### Requirements:
Update the material from its first line through the line containing "Give the mask of every instance of the grass.", inclusive. Write "lawn" everywhere "grass" appears, change nothing else, and return only those lines.

### Records to process:
● ● ●
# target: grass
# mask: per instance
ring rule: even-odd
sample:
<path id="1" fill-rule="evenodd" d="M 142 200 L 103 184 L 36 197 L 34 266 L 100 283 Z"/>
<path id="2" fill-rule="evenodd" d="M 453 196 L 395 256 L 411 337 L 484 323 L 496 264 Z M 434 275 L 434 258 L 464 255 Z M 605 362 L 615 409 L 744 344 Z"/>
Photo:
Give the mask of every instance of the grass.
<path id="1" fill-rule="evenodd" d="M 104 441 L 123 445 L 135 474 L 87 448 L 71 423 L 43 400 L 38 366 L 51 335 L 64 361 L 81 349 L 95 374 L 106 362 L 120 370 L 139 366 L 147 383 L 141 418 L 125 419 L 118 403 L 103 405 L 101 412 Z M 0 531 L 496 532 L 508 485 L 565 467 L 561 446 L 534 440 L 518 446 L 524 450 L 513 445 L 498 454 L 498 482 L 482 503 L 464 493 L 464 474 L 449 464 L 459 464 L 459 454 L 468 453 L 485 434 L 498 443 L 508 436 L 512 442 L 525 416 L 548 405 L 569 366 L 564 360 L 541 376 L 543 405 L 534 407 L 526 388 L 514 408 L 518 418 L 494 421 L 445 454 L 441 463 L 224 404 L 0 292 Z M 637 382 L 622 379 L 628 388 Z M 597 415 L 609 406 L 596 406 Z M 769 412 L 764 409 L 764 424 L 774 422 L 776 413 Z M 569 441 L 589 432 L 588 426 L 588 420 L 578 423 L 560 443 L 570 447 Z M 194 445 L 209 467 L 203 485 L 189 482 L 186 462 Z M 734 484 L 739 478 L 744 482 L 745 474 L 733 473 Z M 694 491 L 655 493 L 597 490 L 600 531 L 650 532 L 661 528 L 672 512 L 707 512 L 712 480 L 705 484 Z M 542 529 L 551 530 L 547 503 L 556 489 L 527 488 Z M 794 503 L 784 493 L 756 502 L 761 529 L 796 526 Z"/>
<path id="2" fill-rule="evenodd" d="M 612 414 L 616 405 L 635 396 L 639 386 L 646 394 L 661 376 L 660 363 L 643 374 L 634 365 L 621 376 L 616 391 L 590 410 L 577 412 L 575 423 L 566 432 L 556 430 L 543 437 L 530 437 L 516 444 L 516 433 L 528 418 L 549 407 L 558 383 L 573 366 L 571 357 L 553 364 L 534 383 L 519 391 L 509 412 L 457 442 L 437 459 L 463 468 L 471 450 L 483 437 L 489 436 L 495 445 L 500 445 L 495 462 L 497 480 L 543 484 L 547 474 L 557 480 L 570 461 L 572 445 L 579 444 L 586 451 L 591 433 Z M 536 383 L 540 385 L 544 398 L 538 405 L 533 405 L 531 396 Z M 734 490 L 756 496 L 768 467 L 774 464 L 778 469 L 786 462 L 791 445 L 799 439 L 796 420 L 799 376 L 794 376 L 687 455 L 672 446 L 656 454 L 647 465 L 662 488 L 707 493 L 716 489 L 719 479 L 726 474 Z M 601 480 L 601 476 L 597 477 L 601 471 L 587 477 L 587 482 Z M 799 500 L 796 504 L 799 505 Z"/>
● ● ●
### Exercise response:
# target: lawn
# mask: per instance
ring rule: even-odd
sample:
<path id="1" fill-rule="evenodd" d="M 142 200 L 103 184 L 36 197 L 34 266 L 100 283 Z"/>
<path id="2" fill-rule="evenodd" d="M 453 196 L 395 256 L 411 337 L 484 323 L 496 264 Z M 434 275 L 434 258 L 464 255 Z M 605 362 L 615 409 L 744 344 Z"/>
Photo:
Give the mask of every instance of the lawn.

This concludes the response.